# Task to complete
Arrange the lines from the one containing "Find the **light" through the end of the rows as a Markdown table with the columns Number and Text. Number each line and leave out any blank lines.

(Items from a dataset)
◆ ◆ ◆ ◆ ◆
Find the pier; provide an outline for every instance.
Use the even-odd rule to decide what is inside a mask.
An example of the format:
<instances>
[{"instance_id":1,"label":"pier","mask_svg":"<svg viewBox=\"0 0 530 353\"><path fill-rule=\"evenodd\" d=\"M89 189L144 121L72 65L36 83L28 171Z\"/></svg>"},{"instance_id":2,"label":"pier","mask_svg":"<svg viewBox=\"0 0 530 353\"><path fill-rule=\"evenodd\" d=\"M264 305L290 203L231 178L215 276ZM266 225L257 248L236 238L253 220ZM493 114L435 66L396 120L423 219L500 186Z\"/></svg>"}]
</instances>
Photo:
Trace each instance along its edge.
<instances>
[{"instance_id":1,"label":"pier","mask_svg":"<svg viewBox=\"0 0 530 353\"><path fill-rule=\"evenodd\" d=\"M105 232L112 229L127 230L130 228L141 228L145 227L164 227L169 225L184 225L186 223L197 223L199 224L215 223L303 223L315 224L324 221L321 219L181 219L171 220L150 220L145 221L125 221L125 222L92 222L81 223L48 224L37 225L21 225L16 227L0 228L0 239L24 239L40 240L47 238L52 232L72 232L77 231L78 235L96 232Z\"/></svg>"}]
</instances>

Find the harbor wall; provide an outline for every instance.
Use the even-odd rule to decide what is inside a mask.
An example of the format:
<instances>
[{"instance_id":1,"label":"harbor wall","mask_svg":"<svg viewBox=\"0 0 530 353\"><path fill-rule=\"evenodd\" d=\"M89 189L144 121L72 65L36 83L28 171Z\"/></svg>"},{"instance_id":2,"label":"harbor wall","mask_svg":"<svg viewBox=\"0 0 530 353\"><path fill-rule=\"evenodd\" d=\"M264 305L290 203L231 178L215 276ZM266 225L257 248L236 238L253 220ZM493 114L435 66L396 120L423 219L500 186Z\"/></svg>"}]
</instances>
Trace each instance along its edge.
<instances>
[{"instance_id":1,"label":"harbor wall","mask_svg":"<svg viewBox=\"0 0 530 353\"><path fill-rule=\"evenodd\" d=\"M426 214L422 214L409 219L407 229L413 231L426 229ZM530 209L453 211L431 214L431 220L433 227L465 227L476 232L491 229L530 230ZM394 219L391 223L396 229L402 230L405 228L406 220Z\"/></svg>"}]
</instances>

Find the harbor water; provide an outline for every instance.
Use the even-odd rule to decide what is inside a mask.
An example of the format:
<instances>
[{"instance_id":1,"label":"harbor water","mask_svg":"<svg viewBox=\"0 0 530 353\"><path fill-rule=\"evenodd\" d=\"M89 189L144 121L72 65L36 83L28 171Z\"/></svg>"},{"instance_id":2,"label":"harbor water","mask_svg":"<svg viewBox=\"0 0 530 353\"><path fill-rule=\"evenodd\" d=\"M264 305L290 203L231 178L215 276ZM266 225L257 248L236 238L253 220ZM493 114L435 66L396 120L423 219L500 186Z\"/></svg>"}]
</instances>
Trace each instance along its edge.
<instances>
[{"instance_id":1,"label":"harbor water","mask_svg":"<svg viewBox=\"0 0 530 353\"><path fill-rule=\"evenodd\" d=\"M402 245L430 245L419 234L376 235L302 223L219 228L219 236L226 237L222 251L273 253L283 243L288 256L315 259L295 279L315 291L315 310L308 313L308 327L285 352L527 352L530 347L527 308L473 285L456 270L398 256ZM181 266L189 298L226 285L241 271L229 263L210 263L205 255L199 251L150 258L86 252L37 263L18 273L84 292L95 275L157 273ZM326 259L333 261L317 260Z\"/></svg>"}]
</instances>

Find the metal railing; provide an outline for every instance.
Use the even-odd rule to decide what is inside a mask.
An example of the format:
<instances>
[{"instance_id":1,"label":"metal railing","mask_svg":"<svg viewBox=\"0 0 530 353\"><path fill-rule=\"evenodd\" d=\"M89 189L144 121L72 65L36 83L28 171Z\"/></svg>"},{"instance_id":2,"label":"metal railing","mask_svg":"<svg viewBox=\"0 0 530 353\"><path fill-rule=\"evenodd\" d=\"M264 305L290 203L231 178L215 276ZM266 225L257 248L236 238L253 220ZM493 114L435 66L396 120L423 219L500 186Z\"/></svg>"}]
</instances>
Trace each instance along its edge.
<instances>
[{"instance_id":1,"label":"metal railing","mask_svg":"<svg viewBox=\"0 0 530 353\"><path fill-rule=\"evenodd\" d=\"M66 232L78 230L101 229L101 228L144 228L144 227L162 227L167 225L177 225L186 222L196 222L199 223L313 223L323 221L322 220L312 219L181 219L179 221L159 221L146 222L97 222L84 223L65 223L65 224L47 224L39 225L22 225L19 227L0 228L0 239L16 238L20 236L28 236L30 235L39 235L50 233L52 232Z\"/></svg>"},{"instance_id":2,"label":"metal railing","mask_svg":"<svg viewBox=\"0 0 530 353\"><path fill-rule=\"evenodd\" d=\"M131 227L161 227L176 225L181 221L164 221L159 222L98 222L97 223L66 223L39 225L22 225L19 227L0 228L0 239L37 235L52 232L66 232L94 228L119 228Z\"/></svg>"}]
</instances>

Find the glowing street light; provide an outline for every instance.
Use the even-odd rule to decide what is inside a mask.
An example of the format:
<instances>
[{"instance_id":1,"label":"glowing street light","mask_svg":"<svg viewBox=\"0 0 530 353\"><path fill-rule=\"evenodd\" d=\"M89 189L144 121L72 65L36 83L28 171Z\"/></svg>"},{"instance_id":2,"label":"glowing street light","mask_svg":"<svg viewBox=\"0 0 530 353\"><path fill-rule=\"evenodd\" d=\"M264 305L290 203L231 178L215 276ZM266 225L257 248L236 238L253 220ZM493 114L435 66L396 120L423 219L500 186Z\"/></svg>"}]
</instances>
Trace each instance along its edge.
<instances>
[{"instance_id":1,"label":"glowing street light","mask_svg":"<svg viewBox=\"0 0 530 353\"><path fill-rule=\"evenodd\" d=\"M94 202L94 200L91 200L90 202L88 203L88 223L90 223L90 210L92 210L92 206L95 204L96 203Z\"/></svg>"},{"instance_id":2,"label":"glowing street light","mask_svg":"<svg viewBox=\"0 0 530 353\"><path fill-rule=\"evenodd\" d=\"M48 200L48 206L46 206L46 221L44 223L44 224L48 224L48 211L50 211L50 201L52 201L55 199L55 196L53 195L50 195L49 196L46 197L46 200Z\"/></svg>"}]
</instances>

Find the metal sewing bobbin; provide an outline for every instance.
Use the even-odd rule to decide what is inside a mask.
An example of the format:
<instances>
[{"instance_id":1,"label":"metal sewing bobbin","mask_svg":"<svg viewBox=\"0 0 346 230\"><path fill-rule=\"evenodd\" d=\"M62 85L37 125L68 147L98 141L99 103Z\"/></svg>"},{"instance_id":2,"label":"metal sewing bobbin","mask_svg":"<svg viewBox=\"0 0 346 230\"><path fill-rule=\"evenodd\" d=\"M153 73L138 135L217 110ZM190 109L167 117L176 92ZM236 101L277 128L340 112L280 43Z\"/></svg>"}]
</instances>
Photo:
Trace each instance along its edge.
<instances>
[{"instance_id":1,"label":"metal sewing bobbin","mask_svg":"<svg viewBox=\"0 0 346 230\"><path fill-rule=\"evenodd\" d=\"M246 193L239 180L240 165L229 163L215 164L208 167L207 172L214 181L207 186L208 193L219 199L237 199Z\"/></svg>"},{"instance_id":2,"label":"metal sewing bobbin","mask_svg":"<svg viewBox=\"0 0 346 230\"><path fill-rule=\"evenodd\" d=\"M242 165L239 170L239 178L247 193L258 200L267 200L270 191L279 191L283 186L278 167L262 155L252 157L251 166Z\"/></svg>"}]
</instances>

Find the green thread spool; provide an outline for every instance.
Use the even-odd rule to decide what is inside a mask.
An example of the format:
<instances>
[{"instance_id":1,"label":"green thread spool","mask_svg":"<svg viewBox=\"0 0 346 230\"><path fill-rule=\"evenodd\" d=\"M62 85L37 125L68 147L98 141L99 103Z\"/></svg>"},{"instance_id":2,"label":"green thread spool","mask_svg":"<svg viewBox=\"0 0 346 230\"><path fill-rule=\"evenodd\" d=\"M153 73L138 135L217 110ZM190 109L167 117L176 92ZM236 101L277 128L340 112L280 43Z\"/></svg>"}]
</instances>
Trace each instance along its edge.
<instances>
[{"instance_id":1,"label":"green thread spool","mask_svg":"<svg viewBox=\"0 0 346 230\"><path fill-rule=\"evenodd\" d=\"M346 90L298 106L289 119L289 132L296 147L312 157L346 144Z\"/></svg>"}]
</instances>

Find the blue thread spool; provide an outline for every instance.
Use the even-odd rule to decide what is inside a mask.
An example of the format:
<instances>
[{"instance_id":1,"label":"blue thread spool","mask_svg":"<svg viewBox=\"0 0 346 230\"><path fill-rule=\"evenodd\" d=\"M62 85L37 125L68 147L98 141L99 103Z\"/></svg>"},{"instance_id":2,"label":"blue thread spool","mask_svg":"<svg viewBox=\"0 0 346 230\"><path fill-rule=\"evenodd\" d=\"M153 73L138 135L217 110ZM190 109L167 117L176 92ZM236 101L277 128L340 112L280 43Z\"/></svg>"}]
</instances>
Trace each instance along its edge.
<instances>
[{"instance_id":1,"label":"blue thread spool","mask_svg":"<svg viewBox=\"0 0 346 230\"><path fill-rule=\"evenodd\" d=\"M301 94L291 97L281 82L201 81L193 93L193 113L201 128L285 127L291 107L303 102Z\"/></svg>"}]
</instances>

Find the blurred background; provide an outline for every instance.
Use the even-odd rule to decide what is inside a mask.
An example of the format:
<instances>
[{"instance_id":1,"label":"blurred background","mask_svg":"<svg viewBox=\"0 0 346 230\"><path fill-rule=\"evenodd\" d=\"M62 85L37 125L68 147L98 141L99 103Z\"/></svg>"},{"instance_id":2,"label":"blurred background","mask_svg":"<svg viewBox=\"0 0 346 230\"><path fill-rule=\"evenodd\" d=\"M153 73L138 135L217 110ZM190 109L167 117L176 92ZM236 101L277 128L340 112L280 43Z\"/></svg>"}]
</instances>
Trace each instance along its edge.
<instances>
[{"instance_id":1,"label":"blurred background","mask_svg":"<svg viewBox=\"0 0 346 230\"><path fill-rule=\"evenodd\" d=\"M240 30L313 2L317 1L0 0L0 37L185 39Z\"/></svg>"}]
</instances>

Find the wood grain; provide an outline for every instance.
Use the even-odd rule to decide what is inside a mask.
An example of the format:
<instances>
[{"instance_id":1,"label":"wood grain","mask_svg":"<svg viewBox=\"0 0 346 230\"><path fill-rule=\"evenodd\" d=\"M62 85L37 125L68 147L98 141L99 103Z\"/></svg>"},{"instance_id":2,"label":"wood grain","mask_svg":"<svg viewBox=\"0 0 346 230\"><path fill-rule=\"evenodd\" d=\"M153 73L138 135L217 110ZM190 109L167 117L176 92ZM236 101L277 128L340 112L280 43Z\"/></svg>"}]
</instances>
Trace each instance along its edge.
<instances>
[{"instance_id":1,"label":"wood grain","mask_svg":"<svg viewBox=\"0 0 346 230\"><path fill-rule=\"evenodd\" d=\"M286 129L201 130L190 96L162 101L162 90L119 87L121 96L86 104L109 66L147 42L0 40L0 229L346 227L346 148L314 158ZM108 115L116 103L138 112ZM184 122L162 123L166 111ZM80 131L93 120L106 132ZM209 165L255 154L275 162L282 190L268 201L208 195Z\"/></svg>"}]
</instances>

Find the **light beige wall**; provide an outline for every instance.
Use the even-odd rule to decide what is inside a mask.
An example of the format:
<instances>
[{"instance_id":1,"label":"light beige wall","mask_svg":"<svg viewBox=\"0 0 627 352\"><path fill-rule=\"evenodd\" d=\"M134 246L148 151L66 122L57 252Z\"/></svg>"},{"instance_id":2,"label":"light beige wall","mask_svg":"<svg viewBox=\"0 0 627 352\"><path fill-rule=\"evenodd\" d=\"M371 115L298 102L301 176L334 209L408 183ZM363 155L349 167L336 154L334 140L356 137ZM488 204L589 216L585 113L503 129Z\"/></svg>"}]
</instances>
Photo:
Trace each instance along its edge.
◆ ◆ ◆ ◆ ◆
# Response
| Number | Text |
|---|---|
| 1 | Find the **light beige wall**; provide an outline for every instance. |
| 2 | Use the even-odd rule to decide what is inside a mask. |
| 3 | An example of the format: |
| 4 | <instances> |
| 5 | [{"instance_id":1,"label":"light beige wall","mask_svg":"<svg viewBox=\"0 0 627 352\"><path fill-rule=\"evenodd\" d=\"M134 246L148 151L66 122L57 252Z\"/></svg>"},{"instance_id":2,"label":"light beige wall","mask_svg":"<svg viewBox=\"0 0 627 352\"><path fill-rule=\"evenodd\" d=\"M371 115L298 102L301 176L334 209L408 183ZM363 155L349 167L336 154L334 140L356 137ZM488 204L589 216L585 113L503 129Z\"/></svg>"}] |
| 6 | </instances> |
| 7 | Photo: |
| 8 | Trace each instance along its edge. |